STUDY QUESTIONS:
[A] According to the Project Genie comment thread, who can access Project Genie?
[B] List every title of an outside work, meaning not a Google or DeepMind product, that a commenter names in the Project Genie comment thread.
[C] In the Project Genie comment thread, quote the passage from "This is as good" to "of the population.".

*** READING TEXT ***

Compared to DeepMind's Genie 3 demo, this appears to have more morphing issues and less user interactivity with environmental consistency. Is this a stripped down version?
Every character goes forward only, permanence is still out of reach apparently.
Damn that was crazy the picture of the tabletop setup/cardboard robot and it becomes 3D interactive.
Google Deepmind Page: https://deepmind.google/models/genie/
Try it in Google Labs: https://labs.google/projectgenie
(Project Genie is available to Google AI Ultra subscribers in the US 18+.)
has the person who designed the movement control ever played a video game?
This is a fascinating project. The idea of infinite interactive worlds is a huge leap for gaming and simulation.
It's ability to simulate physics intact is actually a huge breakthrough.
I can't even fathom what it would be like for the future of simulation and physical world when it gets far more accurate and realistic.
This is the plot of The Peripheral, right? Love the way the second half of that book turned out. Never finished Agency..
I am stumped. Am I misreading, or are the folks at Google deliberately confounding two interpretations of "world model"? Dont get me wrong, this is really cool, and it will undoubtedly have its use. But what I am seeing is an LLM that can generate textures to be fed into a human-coded 3d engine (the "world model" that is demonstrated), and I fail to see how that brings us closer to AGI. For AGI we need "world models" as in "belief systems". The AI model must be able to reason about (learned) dynamics, which I dont see reflected in the text or video.
Anyone else going to try it and just keep getting a 404 page?
The "How we're building responsibly" section has nothing to do with acting responsibly. It should be called "Limitations" instead. Section reads LLM generated honestly.
This would be really cool if polished and integrated with VR.
Finally all my anime figurines will come to life
let's reboot Leisure Suit Larry ;-)
So what is it doing in the real world, microwaving an elephant on high with 80kw every second and pouring out all the water in an sub-saharan African well every 4 minutes?
What’s the endgame here? For a small gaming studio, what are the actual implications?
This is as good of a place to mark it as any.
Humanity goes into the box and it never comes back out. It's better in there than it is out there for 99% of the population.

*** End of READING TEXT ***
*** DATA FOR ANALYSIS ***

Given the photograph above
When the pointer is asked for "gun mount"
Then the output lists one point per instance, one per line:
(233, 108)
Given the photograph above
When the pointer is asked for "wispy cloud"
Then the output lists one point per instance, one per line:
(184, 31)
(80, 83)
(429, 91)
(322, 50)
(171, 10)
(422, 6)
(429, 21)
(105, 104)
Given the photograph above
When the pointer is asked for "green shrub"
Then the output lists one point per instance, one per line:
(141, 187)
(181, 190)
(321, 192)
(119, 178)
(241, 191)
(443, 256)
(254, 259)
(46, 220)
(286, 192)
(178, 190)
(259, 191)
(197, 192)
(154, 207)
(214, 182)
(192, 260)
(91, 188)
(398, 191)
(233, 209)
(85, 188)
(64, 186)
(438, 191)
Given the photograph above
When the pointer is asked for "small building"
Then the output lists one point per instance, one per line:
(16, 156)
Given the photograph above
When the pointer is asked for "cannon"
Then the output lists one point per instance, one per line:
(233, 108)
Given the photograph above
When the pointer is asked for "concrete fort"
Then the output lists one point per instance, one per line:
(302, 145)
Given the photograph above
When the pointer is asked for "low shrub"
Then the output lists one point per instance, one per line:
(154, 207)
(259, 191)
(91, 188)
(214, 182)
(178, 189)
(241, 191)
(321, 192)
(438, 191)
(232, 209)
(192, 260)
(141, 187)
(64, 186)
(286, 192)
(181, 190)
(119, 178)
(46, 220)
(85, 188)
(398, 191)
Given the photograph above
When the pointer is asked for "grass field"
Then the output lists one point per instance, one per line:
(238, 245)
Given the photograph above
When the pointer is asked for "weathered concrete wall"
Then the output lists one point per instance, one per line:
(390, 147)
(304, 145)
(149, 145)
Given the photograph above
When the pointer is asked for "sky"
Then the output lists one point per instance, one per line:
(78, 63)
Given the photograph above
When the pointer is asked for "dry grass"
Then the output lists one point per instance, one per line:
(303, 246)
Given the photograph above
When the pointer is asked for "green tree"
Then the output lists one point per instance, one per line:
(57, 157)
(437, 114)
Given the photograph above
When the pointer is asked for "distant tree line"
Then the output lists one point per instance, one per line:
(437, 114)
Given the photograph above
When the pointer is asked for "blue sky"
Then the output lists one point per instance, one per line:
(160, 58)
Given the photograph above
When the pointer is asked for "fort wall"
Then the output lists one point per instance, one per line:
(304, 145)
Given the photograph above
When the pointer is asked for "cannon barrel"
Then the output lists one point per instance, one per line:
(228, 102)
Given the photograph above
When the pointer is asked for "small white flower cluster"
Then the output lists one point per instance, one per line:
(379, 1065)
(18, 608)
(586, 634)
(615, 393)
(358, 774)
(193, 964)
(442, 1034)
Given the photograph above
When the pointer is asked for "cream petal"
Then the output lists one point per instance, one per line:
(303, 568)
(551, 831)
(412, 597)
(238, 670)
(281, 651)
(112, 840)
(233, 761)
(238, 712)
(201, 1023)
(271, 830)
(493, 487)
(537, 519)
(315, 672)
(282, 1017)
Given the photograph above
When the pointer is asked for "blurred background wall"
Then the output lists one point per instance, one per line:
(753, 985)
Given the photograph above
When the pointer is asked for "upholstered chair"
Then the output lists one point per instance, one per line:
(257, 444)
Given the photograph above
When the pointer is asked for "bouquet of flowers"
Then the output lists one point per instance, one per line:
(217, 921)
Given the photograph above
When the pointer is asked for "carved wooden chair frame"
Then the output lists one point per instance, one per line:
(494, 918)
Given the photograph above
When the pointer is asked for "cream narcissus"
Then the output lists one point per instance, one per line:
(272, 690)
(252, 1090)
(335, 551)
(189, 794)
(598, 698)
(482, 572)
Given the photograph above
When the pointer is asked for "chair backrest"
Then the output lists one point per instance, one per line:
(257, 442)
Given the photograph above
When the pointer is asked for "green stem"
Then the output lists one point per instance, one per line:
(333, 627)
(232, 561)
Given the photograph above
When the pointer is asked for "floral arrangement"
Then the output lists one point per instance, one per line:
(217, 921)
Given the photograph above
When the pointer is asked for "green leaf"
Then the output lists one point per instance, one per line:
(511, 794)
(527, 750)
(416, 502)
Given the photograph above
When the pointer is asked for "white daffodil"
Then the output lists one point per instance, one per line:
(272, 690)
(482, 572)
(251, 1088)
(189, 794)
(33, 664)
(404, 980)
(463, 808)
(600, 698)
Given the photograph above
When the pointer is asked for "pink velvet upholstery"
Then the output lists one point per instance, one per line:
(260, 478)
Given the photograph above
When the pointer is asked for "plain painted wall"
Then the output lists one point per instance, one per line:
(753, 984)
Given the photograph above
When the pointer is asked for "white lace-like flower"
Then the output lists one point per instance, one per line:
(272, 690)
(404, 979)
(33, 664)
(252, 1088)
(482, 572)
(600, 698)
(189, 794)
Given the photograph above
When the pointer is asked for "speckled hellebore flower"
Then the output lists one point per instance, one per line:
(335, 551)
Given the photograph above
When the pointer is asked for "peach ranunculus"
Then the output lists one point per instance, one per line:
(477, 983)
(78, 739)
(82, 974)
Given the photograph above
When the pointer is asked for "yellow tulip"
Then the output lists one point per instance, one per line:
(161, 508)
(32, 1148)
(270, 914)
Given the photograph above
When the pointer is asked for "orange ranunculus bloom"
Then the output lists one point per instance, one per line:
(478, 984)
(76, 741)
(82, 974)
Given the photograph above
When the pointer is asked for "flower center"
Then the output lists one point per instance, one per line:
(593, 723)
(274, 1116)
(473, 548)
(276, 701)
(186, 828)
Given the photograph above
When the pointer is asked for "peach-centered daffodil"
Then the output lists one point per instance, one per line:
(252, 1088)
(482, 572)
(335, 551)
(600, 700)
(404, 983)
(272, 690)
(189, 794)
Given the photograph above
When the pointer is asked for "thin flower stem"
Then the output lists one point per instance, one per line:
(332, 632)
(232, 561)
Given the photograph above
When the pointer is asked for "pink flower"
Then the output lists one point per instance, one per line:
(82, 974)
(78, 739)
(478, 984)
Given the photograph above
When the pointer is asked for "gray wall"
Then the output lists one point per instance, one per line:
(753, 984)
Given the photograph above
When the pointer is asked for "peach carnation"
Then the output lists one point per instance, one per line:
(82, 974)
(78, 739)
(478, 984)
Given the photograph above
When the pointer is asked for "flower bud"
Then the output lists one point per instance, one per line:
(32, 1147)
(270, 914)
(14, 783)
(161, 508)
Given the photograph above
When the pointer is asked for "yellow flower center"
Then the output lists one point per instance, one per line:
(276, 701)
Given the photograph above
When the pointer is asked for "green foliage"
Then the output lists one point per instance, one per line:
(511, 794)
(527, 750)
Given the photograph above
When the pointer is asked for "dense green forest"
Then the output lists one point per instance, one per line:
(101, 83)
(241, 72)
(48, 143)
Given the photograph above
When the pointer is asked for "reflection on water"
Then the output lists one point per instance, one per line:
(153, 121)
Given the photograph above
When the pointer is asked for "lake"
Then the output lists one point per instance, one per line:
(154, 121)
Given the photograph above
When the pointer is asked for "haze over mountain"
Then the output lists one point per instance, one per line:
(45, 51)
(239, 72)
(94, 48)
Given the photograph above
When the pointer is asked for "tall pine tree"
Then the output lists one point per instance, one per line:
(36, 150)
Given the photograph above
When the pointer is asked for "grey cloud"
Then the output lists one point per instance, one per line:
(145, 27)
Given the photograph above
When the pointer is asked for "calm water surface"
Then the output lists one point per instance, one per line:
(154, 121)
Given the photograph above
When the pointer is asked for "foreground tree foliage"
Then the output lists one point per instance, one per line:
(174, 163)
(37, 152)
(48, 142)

*** End of DATA FOR ANALYSIS ***

PROBLEM SOLUTIONS:
[A] Google AI Ultra subscribers in the US who are 18 or older.

[B] The Peripheral, Agency, Leisure Suit Larry

[C]
This is as good of a place to mark it as any.
Humanity goes into the box and it never comes back out. It's better in there than it is out there for 99% of the population.